ТЕКСТ:
^^^^^^^^

Апробация результатов исследования. Концепция работы и основные положения исследования докладывались на международных, всероссийских, региональных конференциях в Северо-Осетинском государственном университете; Карачаево-Черкесском государственном университете, Адыгейском государственном университете, Армавирском лингвистическом университете, Пятигорском лингвистическом университете, обсуждались на заседаниях кафедры русского языка, литературы и методики их преподавания Карачаево-Черкесского государственного университета, кафедре литературы и журналистики Адыгейского государственного университета, а также нашли отражение в 3 монографиях, в 41 статье (печатных листов - 53,13), в том числе в изданиях, рекомендованных ВАК (9 статей: Москва, Архангельск, Челябинск, Майкоп, Пятигорск).

Структура работы. Диссертация состоит из введения, 3 глав, заключения и списка использованной литературы, включающего 675 наименований. Общий объем диссертации составляет 342 страницы машинописного текста.

ОСНОВНОЕ СОДЕРЖАНИЕ ДИССЕРТАЦИИ

Во введении обосновывается выбор и актуальность темы, определяются цели и задачи исследования, его научная новизна, методологическая основа и теоретическая база, формулируется комплекс выносимых на защиту положений, характеризуется теоретическая и практическая значимость работы.

В первой главе «Категория свободы и нравственный идеал человека в произведениях Ф.М.Достоевского и А.П.Чехова о каторге и ссылке», прежде всего, раскрываются теоретико-методологические аспекты изучения свободы.

Свобода принадлежит к фундаментальным категориям социальной жизни. Это её неотъемлемое свойство. Свобода представляет собой не только условие естественного существования, но и его качественную сущность, смысл и идеал. Но свобода выявляется только тогда, когда есть несвобода. Сама по себе, без своего антипода, она не ощущается. Когда свобода отсутствует, её не хватает, а когда она есть, она не зрима.

Свобода является сущностной родовой характеристикой природы человека. Мировой опыт предыдущих столетий убедительно показал, что свобода – непреходящая ценность, основная характеристика человека. В самом общем смысле «свобода» означает отсутствие ограничений и принуждения. В самом содержании понятия «свобода» внутренне заложен вектор альтернативности, то есть сознательного противостояния социальному давлению: свобода конструируется именно в социальном контексте как результат преодоления несвободы. Степень свободы может быть разной: свобода выбора цели, свобода в выборе средств, свобода приспособления к действительности. Таким образом, основной показательной чертой свободной личности, обнажающей присутствие категории свободы, становится ситуация выбора, в которой она оказывается. И степень свободы каждого отдельного человека зависит от него самого.

^^^^^^^^

ПИСЬМЕННОЕ ЗАДАНИЕ: Допишите текст о категории свободы в произведениях Ф.М. Достоевского и А.П. Чехова, начав сразу после его последнего предложения.

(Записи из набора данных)
^^^^^^^^

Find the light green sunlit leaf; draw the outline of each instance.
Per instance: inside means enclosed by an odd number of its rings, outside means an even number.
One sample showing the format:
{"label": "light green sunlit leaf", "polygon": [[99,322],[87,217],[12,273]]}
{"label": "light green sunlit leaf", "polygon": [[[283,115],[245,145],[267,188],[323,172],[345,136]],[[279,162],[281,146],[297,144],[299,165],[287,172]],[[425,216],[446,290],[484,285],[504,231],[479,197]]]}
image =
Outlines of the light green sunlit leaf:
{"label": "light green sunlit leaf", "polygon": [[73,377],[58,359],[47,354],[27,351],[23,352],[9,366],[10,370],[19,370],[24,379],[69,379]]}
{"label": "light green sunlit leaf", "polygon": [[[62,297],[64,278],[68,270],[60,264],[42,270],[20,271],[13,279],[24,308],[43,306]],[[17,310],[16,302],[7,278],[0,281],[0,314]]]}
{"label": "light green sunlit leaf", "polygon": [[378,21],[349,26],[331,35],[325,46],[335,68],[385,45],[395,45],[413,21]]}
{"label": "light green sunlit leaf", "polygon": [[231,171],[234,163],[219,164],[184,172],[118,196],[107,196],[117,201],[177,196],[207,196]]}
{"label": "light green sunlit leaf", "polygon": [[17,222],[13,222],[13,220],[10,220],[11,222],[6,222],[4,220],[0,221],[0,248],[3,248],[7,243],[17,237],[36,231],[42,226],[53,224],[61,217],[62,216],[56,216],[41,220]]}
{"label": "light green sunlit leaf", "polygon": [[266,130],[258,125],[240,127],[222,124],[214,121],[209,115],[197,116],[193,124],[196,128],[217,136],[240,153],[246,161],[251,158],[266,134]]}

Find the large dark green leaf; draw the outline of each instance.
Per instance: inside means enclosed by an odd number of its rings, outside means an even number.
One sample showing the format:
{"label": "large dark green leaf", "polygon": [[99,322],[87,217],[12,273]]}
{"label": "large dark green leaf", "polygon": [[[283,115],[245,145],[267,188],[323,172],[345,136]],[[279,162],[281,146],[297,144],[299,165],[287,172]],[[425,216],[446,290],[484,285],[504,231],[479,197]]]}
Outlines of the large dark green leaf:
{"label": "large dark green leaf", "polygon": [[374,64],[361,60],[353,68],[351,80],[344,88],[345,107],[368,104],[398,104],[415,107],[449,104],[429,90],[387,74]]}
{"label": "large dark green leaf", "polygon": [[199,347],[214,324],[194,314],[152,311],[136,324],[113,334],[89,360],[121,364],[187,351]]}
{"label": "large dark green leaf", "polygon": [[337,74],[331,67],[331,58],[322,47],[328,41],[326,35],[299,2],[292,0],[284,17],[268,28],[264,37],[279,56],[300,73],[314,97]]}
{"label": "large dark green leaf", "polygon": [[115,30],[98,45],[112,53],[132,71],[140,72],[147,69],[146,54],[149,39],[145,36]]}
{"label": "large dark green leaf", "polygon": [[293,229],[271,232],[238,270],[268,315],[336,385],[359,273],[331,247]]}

^^^^^^^^

ОБРАЗЕЦ РЕШЕНИЯ:
В настоящее время ввиду того, что человеку приходится взаимодействовать в условиях многомерного социального пространства, свобода понимается, как способность к поведению, соразмеряющему самостоятельность индивида с действием разнообразных общественных структур.

Каждая историческая эпоха накладывает свой отпечаток на понимание свободы, суммируя его с предыдущим. Свобода находила мыслительное выражение в древних мифах, в атомистических теориях, в средневековой теологии и схоластике, в механически-метафизических концепциях нового времени и в немецкой классической философии. Особую позицию в разработке проблемы свободы человека занимает русская философия. В общем, для творчества русских философов характерна идея цельности, рассмотрение в единстве всех духовных сил человека: чувственных, нравственных, эстетических и религиозных, а также оптимизм, глубокая духовность, вера в неограниченность человеческого потенциала и его добрую волю. Русская философия в рассмотрении проблемы свободы человека не принимает характерных для ряда западных философских учений фатализма и механического детерминизма.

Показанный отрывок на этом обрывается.